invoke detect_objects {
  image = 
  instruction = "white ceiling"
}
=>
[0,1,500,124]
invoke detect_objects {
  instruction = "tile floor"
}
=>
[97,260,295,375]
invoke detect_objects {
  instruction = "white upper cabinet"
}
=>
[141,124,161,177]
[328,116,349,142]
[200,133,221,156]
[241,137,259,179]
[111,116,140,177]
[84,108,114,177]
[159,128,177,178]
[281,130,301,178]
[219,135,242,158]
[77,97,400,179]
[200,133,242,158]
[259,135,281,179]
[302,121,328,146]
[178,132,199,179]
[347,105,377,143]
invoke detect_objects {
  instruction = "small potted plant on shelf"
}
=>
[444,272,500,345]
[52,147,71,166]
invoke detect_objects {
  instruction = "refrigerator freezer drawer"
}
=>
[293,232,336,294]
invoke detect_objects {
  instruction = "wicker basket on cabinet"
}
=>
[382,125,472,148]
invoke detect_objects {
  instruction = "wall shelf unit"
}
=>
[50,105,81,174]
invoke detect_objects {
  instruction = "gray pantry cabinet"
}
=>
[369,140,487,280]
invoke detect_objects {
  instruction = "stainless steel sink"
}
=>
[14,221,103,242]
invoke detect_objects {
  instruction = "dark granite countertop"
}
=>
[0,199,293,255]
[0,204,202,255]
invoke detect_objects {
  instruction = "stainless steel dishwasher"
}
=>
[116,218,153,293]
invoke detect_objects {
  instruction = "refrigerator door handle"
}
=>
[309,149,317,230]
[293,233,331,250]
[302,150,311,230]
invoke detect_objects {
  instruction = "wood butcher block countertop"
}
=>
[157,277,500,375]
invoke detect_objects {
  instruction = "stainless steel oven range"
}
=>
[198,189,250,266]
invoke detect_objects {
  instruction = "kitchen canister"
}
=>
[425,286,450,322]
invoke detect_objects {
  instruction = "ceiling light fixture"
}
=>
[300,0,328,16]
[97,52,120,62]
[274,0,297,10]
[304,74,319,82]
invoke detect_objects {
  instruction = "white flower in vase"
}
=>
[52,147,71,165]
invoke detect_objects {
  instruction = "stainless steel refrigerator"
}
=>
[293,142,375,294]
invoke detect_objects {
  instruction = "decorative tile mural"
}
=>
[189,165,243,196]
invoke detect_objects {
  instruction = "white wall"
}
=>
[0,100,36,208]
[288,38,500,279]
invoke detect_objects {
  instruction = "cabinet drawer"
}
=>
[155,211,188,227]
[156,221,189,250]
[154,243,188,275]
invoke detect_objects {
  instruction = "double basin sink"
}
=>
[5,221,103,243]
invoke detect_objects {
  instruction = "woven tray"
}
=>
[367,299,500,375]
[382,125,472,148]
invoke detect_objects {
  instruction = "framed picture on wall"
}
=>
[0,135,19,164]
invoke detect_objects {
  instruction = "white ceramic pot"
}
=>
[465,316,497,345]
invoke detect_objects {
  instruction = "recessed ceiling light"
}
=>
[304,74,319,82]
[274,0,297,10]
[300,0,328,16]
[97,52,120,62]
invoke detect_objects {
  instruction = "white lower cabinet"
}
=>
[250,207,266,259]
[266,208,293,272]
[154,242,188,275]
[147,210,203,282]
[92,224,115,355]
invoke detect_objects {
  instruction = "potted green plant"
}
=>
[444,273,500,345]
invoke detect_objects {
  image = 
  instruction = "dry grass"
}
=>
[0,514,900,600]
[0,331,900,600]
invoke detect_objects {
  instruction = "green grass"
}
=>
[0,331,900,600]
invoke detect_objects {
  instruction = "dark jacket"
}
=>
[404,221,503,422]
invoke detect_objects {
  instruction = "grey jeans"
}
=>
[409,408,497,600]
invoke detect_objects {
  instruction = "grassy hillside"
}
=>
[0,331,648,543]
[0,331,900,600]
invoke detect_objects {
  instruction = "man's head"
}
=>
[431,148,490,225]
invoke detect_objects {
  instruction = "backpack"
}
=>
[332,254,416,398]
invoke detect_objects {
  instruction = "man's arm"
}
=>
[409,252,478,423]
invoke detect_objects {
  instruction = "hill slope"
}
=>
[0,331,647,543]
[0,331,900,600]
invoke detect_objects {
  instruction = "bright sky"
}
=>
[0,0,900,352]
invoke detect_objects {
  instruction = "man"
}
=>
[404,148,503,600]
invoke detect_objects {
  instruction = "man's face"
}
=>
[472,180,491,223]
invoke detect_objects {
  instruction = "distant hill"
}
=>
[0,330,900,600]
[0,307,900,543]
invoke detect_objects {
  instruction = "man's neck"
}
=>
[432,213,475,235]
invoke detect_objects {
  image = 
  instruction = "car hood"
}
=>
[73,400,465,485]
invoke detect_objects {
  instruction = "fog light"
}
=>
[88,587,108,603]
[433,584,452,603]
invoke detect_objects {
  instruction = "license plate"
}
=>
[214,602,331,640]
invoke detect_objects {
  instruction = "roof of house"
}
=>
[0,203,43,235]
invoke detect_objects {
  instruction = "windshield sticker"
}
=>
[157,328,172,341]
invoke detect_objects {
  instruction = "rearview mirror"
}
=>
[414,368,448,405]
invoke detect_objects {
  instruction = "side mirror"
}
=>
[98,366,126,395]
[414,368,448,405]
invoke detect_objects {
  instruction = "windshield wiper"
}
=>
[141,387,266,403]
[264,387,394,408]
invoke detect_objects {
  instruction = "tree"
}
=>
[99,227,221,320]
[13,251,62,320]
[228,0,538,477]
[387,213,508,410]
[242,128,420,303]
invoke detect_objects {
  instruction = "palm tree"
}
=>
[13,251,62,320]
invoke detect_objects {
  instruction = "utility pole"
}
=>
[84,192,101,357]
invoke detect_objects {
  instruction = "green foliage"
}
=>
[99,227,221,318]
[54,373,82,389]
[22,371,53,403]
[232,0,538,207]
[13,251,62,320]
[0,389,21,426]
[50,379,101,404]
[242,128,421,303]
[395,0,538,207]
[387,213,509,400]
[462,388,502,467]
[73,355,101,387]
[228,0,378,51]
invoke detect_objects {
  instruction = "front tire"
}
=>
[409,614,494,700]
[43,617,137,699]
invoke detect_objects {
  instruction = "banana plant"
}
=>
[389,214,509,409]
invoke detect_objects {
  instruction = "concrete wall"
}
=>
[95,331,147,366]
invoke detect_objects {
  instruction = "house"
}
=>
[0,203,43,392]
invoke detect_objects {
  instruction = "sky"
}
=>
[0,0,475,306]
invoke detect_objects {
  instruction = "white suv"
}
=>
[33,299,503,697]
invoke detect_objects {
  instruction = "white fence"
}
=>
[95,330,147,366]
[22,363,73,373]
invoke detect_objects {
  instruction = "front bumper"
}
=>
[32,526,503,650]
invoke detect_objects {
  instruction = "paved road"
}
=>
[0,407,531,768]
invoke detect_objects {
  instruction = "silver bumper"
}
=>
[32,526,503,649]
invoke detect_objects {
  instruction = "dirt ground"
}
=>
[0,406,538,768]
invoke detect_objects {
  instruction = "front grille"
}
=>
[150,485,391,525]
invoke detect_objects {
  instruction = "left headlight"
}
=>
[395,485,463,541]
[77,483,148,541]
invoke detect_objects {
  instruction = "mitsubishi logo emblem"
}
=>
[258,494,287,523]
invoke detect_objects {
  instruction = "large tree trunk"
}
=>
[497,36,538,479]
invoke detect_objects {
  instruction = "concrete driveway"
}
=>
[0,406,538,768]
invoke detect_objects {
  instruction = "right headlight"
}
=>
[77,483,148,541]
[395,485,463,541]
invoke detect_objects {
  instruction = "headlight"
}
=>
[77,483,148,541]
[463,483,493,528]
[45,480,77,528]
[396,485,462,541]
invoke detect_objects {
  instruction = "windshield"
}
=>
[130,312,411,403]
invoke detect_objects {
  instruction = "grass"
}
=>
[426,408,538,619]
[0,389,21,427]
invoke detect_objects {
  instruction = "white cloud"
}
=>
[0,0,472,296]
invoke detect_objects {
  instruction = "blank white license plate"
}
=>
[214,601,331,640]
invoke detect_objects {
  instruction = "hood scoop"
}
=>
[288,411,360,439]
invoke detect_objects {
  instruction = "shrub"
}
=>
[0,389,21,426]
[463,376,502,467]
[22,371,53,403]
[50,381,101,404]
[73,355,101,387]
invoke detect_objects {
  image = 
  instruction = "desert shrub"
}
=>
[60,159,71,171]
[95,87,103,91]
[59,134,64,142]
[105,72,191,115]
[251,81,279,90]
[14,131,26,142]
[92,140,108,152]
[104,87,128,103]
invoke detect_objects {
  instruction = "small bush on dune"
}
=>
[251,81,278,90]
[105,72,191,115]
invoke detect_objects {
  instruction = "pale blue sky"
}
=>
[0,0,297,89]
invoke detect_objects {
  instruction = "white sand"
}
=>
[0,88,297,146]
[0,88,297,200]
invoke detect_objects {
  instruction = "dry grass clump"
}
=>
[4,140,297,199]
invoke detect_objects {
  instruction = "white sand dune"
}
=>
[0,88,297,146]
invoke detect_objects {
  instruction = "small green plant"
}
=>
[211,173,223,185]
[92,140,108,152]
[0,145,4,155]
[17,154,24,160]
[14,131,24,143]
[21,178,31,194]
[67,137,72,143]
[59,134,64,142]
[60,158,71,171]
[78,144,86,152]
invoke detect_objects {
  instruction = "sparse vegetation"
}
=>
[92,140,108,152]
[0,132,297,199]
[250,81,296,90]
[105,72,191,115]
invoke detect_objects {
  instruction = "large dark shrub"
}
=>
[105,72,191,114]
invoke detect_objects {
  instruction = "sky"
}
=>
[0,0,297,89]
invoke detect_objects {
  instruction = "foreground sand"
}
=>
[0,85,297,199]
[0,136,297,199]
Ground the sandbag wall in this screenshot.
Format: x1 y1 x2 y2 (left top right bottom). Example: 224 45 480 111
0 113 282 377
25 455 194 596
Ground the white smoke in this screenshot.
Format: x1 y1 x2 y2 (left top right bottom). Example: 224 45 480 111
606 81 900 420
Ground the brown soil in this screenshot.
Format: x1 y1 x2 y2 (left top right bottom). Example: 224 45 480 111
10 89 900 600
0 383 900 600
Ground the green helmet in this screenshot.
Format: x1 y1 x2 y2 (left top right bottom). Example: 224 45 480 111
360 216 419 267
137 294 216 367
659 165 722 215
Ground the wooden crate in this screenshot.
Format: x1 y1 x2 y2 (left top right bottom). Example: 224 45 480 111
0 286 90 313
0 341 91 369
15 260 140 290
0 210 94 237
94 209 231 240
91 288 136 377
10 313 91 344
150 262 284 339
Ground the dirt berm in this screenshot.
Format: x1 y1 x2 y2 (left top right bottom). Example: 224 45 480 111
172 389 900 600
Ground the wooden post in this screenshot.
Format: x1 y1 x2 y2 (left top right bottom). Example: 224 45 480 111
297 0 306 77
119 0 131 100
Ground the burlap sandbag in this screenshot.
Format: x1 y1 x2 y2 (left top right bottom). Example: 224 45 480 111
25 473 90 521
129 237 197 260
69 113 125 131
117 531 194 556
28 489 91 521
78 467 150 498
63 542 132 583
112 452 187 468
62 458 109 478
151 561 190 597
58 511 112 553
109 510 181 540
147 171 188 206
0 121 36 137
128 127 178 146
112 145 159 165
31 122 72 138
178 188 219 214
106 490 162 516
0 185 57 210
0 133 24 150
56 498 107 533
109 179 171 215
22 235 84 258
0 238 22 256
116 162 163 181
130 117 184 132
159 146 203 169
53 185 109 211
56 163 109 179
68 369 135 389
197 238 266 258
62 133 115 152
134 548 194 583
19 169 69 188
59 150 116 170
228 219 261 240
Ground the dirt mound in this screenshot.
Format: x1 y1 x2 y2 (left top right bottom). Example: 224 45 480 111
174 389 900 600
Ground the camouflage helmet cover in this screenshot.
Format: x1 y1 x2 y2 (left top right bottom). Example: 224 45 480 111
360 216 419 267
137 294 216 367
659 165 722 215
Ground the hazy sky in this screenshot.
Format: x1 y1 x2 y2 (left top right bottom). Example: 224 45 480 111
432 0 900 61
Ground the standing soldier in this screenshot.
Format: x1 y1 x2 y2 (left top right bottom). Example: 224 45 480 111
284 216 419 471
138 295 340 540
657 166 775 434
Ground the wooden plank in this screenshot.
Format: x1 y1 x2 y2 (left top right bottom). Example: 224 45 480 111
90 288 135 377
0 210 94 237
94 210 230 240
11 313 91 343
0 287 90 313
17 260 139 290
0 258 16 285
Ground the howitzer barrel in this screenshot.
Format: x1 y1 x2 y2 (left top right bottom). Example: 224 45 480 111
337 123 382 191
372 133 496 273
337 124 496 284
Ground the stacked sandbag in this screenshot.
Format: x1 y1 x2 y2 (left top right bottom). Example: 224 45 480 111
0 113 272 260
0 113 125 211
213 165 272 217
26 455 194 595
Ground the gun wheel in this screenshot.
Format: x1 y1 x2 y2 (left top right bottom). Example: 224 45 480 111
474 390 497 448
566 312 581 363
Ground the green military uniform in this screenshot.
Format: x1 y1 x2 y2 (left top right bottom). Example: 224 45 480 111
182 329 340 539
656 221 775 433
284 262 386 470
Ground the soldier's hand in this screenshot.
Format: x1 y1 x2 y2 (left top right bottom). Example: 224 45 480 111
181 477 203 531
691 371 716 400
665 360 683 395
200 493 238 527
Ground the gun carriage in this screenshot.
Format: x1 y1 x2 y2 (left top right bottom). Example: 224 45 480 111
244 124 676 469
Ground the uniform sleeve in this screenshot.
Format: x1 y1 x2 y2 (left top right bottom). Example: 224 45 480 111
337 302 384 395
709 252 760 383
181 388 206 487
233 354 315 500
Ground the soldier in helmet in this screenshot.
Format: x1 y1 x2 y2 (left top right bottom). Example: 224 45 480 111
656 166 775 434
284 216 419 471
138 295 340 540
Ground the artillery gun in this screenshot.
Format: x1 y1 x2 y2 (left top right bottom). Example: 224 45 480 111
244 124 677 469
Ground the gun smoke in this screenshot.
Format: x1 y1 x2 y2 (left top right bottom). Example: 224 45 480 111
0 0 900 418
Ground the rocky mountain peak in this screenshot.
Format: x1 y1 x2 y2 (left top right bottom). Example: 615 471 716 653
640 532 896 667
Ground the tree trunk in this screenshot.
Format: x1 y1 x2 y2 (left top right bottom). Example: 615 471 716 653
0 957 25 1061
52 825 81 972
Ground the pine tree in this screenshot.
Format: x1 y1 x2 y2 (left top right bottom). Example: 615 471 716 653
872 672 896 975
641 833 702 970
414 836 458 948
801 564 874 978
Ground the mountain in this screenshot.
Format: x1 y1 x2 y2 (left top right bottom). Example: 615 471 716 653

== Your instructions ==
Gather every line of the records above that contains the string "house", and list each such line on its own line.

== The response ==
  instruction = "roof of house"
  instruction = "house"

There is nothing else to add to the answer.